[数据记录]
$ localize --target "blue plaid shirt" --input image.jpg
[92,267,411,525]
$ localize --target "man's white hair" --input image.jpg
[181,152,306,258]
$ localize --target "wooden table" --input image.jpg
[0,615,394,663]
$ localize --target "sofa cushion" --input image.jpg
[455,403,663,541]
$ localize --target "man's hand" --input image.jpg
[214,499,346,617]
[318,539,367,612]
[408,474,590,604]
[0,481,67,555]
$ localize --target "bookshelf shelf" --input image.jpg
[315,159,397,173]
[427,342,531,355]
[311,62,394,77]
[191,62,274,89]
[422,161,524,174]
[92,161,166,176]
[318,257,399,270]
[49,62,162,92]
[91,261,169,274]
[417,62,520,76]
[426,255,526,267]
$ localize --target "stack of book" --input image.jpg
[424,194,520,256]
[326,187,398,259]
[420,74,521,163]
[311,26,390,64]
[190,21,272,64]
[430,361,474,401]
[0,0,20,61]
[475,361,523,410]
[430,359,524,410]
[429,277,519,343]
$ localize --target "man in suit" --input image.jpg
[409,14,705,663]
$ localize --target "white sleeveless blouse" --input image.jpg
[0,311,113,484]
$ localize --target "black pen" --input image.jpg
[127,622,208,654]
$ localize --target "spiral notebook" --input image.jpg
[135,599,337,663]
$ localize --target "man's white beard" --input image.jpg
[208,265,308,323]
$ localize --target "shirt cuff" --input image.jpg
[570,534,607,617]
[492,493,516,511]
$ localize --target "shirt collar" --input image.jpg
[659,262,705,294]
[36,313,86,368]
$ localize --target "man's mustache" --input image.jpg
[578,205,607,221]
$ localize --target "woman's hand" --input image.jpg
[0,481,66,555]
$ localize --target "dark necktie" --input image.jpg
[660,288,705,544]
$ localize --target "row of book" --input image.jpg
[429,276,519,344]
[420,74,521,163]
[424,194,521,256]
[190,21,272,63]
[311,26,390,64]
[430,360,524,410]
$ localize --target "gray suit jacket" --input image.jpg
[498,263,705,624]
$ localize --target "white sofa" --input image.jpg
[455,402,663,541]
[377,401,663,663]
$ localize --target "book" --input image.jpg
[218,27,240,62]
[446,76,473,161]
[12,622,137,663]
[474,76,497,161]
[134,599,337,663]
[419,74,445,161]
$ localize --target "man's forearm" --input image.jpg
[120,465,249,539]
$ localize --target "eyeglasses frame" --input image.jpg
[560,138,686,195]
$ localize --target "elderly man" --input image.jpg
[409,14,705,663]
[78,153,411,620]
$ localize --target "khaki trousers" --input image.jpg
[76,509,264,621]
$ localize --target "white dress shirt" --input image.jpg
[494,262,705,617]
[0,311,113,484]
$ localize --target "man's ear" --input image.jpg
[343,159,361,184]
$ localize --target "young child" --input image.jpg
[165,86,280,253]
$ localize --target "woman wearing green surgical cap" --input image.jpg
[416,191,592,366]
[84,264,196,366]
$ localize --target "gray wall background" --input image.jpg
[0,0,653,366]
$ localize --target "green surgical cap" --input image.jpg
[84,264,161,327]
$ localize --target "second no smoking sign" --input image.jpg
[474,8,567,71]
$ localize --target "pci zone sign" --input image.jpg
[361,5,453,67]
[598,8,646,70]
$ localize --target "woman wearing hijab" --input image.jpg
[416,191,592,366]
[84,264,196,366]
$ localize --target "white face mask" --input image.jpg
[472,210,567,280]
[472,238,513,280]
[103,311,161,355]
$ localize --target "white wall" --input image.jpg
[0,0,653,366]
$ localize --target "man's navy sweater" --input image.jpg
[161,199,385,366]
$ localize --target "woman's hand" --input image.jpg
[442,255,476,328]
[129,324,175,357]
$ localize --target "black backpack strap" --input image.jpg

▶ 任务目标: 从上面的条目中筛选出所有包含字符串“sofa”的行，并按原样逐行抄录。

▶ 任务答案:
$ localize --target "sofa cushion" --input image.jpg
$ localize --target "white sofa" --input image.jpg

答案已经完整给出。